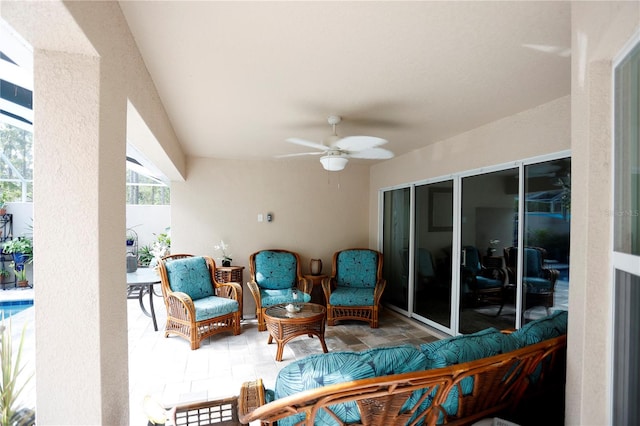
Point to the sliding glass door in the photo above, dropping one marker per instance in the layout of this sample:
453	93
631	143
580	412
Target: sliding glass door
432	253
396	210
479	250
489	212
547	224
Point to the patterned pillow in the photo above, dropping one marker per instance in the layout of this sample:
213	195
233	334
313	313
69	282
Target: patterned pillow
275	270
357	268
191	276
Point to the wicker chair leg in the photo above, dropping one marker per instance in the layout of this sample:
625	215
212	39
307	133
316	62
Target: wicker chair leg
261	324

▶ _Exercise prompt_: Copy all of the material above line for line, keeping every word and number unchanged, and omit the pictures.

▶ _Output below_:
Point to the sliding glass door in the photo above, dropping one marker per instance in the layout of this sample:
453	93
631	143
580	412
Target: sliding glass door
432	253
396	210
479	250
489	212
547	224
Point to the patterned pillow in the photo above, dropping one marker per instance in the layout of this sample:
213	195
233	334
313	313
69	282
Target: patterned pillow
275	270
357	268
191	276
Point to the wicker chair leg in the photo above, dropping one marker per instance in the layout of this sample:
625	215
212	39
307	133
316	62
Target: wicker chair leg
261	324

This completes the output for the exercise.